[Work instruction] According to the eval system document, what do the Layer 1 hooks do when they find an issue?

=== Reading passage ===

Eval System for Code Review Agents

This document describes how the evaluation system ensures quality and consistency across the code-review agent toolkit.

The system follows recommendations from Anthropic's Demystifying Evals for AI Agents: use deterministic (code-based) graders for everything they can handle, use model-based graders only for what genuinely requires judgment, and calibrate both against human review.

Architecture

┌──────────────────────────────────────────────────┐
│              User Workflows                      │
│  /code-review  /review-agent  /apply-fixes       │
└──────────────────┬───────────────────────────────┘
                   │
        ┌──────────┼──────────┐
        ▼          ▼          ▼
┌──────────┐ ┌──────────┐ ┌──────────┐
│ Layer 1  │ │ Layer 2  │ │ Layer 3  │
│ Hooks    │ │ Agents   │ │ Human    │
│ (determ.)│ │ (model)  │ │ (review) │
└──────────┘ └──────────┘ └──────────┘

Grader Layers

Layer 1: Deterministic (hooks)

Fast, free, deterministic checks that run automatically via PostToolUse hooks:

Hook	What it checks
`js-fp-review.sh`	Array mutations, global state mutations, Object.assign, parameter mutations
`token-efficiency-review.sh`	File length >500 lines, CLAUDE.md >5000 chars, function length >50 lines
`eval-compliance-check.sh`	Agent/skill file structure, output format, severity levels

Hooks are advisory only — they warn but never block. They catch mechanical issues cheaply before the model-based agents spend tokens on full analysis.

Layer 2: Model-based (agents)

Nineteen specialized agents that require LLM judgment. The full roster is documented in docs/agent_info.md. Agents with eval fixture coverage:

Agent	Focus
test-review	Test quality, coverage, assertion quality
structure-review	SRP, DRY, coupling, organization
naming-review	Naming clarity, conventions, magic values
domain-review	Business logic placement, boundary violations
complexity-review	Cyclomatic complexity, nesting, function size
claude-setup-review	CLAUDE.md completeness and accuracy
token-efficiency-review	Token optimization (full analysis beyond hook)
security-review	Injection, auth, data exposure, crypto
js-fp-review	Mutation detection (full analysis beyond hook)
svelte-review	Svelte reactivity, closure state leaks, store subscriptions

Each agent outputs a structured result:

{
  "agentName": "<name>",
  "status": "pass|warn|fail|skip",
  "issues": [
    {
      "severity": "error|warning|suggestion",
      "file": "<path>",
      "line": 0,
      "message": "<description>",
      "suggestedFix": "<fix>"
    }
  ],
  "summary": "<summary>"
}

Layer 3: Human review

The user reviews agent findings and decides which fixes to apply. The /apply-fixes command automates fix application but the user controls which correction prompts are included.

=== Provided information ===

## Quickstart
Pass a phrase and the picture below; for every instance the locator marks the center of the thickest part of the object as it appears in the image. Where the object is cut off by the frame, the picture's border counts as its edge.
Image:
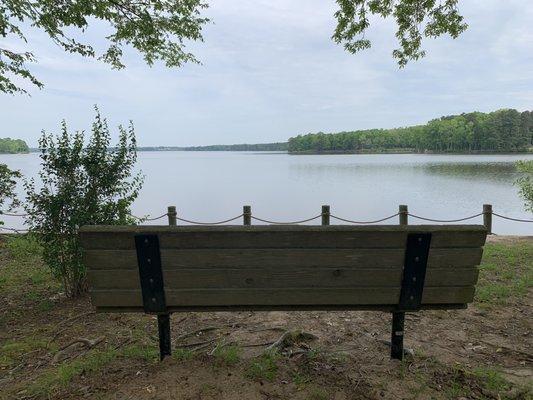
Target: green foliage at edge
(499, 131)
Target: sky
(271, 71)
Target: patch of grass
(23, 275)
(63, 375)
(145, 352)
(12, 350)
(24, 247)
(227, 355)
(506, 273)
(299, 378)
(181, 354)
(209, 390)
(264, 367)
(492, 379)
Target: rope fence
(325, 215)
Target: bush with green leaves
(82, 183)
(525, 182)
(8, 184)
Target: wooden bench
(165, 269)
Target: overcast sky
(271, 71)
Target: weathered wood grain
(282, 297)
(192, 278)
(281, 258)
(247, 237)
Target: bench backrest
(282, 267)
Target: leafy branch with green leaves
(8, 184)
(160, 29)
(81, 183)
(415, 19)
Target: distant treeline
(223, 147)
(13, 146)
(499, 131)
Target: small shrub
(525, 182)
(82, 183)
(8, 183)
(24, 247)
(227, 355)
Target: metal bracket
(414, 272)
(150, 274)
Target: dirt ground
(53, 347)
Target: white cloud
(270, 71)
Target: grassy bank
(53, 347)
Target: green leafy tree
(498, 131)
(525, 182)
(159, 29)
(8, 184)
(81, 184)
(415, 19)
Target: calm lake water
(211, 186)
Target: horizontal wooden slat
(281, 297)
(247, 237)
(290, 258)
(192, 278)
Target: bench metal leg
(163, 325)
(398, 319)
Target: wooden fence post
(398, 317)
(172, 214)
(325, 215)
(247, 215)
(487, 217)
(404, 217)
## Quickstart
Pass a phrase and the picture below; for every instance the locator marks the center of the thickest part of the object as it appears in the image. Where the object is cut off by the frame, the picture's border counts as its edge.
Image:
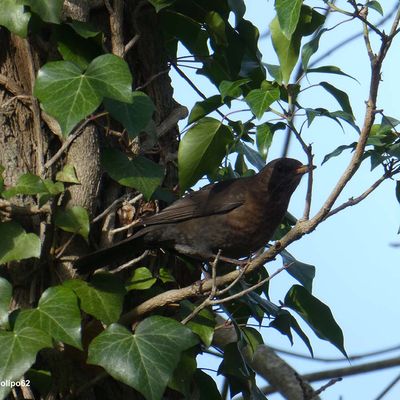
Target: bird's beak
(304, 169)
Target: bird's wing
(212, 199)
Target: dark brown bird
(237, 216)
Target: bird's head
(283, 174)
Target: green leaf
(303, 273)
(398, 191)
(375, 5)
(206, 386)
(201, 150)
(285, 322)
(329, 69)
(57, 314)
(239, 9)
(18, 352)
(181, 380)
(216, 27)
(5, 300)
(69, 94)
(338, 151)
(142, 279)
(252, 156)
(259, 100)
(276, 72)
(232, 88)
(134, 116)
(26, 184)
(102, 297)
(288, 50)
(288, 12)
(204, 107)
(252, 337)
(341, 97)
(16, 244)
(74, 220)
(140, 173)
(233, 363)
(145, 360)
(2, 169)
(165, 276)
(67, 174)
(264, 136)
(310, 48)
(48, 11)
(317, 315)
(160, 4)
(73, 47)
(14, 17)
(203, 324)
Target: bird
(235, 217)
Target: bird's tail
(111, 256)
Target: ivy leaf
(48, 11)
(140, 173)
(206, 386)
(5, 300)
(74, 220)
(18, 351)
(134, 116)
(57, 314)
(145, 360)
(102, 297)
(259, 100)
(288, 12)
(317, 315)
(142, 279)
(14, 17)
(16, 244)
(27, 184)
(69, 94)
(201, 150)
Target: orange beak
(304, 169)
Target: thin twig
(326, 386)
(126, 227)
(131, 43)
(335, 359)
(213, 290)
(353, 201)
(347, 371)
(151, 79)
(251, 288)
(131, 262)
(71, 138)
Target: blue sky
(357, 269)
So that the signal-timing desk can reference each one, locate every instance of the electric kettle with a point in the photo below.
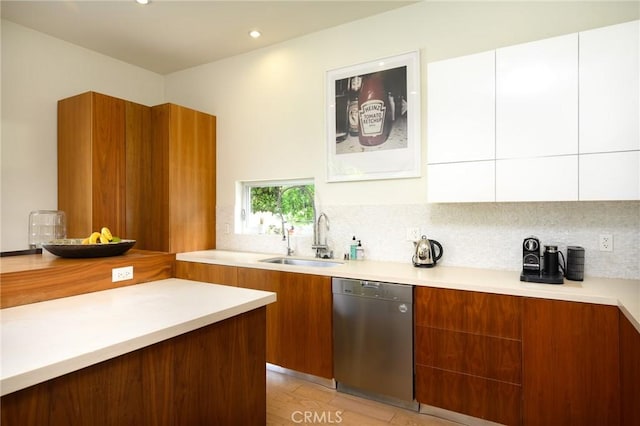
(428, 252)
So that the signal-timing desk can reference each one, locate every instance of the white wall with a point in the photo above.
(37, 71)
(271, 124)
(270, 106)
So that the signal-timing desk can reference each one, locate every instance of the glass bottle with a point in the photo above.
(374, 114)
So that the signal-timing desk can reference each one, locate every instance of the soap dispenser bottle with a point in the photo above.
(353, 252)
(360, 251)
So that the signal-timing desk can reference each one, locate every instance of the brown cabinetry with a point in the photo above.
(208, 273)
(571, 363)
(179, 203)
(629, 372)
(299, 334)
(469, 353)
(148, 173)
(91, 163)
(299, 323)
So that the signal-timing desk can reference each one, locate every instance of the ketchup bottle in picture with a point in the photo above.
(374, 111)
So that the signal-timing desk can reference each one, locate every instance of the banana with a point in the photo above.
(106, 233)
(93, 238)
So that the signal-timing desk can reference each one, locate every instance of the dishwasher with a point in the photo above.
(373, 340)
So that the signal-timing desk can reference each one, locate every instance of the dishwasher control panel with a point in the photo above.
(373, 289)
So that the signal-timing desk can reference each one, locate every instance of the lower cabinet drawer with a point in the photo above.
(471, 395)
(485, 356)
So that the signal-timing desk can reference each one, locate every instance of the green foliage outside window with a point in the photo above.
(296, 202)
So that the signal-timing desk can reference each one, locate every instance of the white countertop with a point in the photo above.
(605, 291)
(44, 340)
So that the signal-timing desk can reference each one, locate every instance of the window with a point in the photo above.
(271, 207)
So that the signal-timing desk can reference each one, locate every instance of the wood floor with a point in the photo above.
(293, 401)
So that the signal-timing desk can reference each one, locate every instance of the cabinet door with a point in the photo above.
(537, 179)
(305, 320)
(91, 163)
(461, 113)
(472, 181)
(192, 180)
(571, 363)
(260, 279)
(610, 176)
(537, 98)
(609, 88)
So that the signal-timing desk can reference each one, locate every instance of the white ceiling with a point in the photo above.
(166, 36)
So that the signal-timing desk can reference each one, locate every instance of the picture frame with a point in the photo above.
(373, 120)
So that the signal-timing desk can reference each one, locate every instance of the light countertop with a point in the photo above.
(606, 291)
(44, 340)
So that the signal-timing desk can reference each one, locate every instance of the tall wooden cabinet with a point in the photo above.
(180, 166)
(91, 163)
(148, 173)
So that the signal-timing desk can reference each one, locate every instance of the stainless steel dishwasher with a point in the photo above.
(373, 340)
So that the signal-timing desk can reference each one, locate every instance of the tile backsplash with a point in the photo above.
(483, 235)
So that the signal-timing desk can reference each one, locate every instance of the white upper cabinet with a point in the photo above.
(472, 181)
(610, 176)
(537, 179)
(461, 109)
(537, 98)
(609, 88)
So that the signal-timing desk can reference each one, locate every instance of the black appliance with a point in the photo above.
(427, 252)
(531, 254)
(575, 263)
(545, 268)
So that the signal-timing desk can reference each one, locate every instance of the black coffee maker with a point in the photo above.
(541, 268)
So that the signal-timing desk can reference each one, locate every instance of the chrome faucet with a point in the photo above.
(321, 247)
(320, 244)
(290, 251)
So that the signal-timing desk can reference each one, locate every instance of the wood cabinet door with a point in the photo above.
(260, 279)
(91, 163)
(192, 180)
(629, 372)
(467, 311)
(571, 363)
(306, 324)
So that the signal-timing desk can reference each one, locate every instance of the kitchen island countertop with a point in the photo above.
(606, 291)
(48, 339)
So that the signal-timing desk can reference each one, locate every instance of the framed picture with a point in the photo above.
(373, 120)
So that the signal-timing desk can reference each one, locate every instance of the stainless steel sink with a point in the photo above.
(301, 262)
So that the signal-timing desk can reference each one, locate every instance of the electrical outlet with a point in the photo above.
(606, 242)
(122, 274)
(413, 234)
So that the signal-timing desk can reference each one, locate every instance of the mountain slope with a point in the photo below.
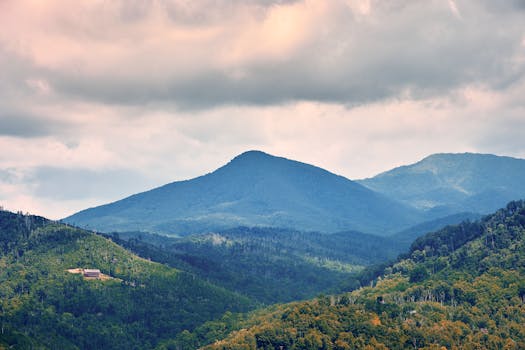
(451, 183)
(136, 306)
(268, 265)
(459, 288)
(254, 189)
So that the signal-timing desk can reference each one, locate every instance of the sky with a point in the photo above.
(103, 99)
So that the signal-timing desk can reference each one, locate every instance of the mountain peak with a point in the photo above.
(252, 155)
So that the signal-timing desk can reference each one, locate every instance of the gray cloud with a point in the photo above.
(21, 124)
(418, 51)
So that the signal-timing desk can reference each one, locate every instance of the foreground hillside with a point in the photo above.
(267, 264)
(254, 189)
(447, 183)
(459, 288)
(136, 306)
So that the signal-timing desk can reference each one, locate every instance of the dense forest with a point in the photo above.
(138, 306)
(459, 288)
(268, 265)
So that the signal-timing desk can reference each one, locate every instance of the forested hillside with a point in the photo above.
(137, 305)
(460, 288)
(267, 264)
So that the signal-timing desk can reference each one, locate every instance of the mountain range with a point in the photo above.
(256, 189)
(444, 184)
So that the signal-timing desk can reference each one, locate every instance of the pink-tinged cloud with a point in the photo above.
(169, 90)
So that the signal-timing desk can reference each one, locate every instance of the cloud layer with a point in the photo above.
(164, 90)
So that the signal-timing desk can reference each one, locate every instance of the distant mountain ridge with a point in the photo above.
(448, 183)
(254, 189)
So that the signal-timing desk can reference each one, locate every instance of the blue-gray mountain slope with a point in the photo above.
(444, 184)
(254, 189)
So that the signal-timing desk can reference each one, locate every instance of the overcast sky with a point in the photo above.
(103, 99)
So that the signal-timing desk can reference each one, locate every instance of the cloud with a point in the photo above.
(19, 124)
(102, 99)
(206, 54)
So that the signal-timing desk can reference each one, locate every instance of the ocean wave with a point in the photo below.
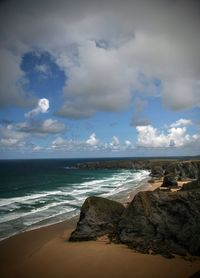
(42, 206)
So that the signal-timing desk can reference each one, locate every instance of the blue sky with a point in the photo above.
(99, 80)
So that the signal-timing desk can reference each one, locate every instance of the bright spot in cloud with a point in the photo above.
(92, 140)
(42, 107)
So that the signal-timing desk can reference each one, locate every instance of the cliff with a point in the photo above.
(154, 222)
(182, 170)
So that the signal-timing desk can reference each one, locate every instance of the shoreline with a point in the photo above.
(46, 252)
(145, 185)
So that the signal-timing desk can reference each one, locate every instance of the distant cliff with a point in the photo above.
(182, 170)
(156, 222)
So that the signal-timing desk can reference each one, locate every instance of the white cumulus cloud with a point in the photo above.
(42, 107)
(92, 140)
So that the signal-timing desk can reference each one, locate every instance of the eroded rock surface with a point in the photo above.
(162, 222)
(99, 216)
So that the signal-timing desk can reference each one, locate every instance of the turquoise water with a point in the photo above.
(35, 193)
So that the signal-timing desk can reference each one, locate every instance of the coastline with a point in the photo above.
(46, 252)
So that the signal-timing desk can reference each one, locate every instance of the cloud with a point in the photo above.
(175, 136)
(181, 122)
(48, 126)
(11, 138)
(92, 140)
(103, 48)
(42, 107)
(19, 135)
(12, 80)
(91, 88)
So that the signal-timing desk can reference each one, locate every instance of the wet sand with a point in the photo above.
(46, 252)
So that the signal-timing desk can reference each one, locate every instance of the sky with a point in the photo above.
(99, 78)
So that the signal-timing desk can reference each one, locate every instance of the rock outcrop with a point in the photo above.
(156, 222)
(169, 181)
(99, 216)
(180, 169)
(162, 222)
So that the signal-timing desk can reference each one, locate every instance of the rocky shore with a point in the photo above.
(156, 222)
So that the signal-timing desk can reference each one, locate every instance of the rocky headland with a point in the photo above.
(156, 222)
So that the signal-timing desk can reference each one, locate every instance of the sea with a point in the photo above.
(40, 192)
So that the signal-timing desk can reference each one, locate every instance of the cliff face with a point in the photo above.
(98, 217)
(180, 169)
(162, 222)
(156, 222)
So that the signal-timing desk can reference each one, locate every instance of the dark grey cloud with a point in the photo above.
(102, 47)
(48, 126)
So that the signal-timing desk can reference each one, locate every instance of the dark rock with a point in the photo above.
(162, 222)
(193, 185)
(157, 171)
(196, 275)
(99, 216)
(169, 181)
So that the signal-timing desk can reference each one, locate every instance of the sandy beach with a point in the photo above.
(46, 252)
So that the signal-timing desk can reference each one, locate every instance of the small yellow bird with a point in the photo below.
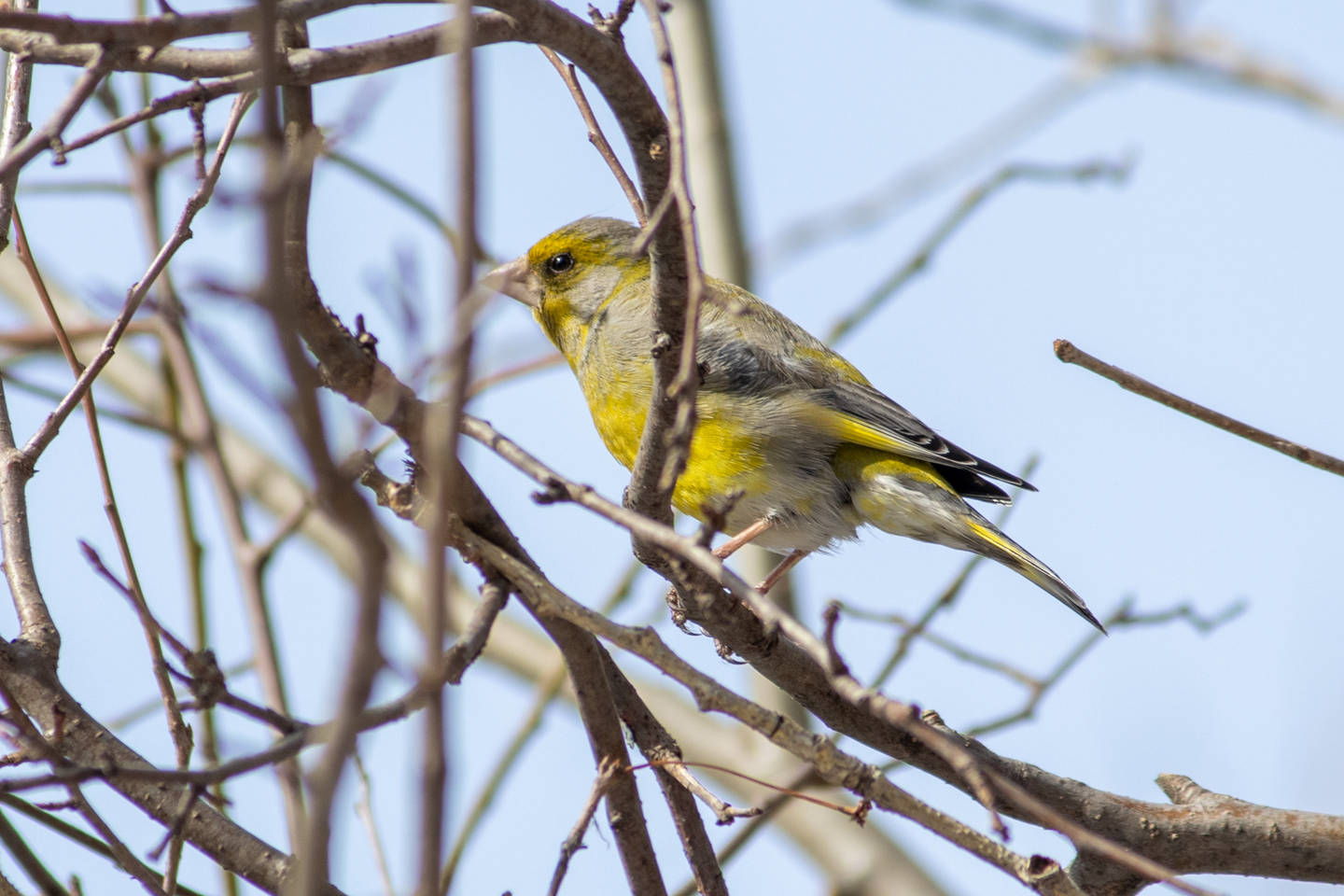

===

[Solution for this problem] They warn but never block, because they are advisory only.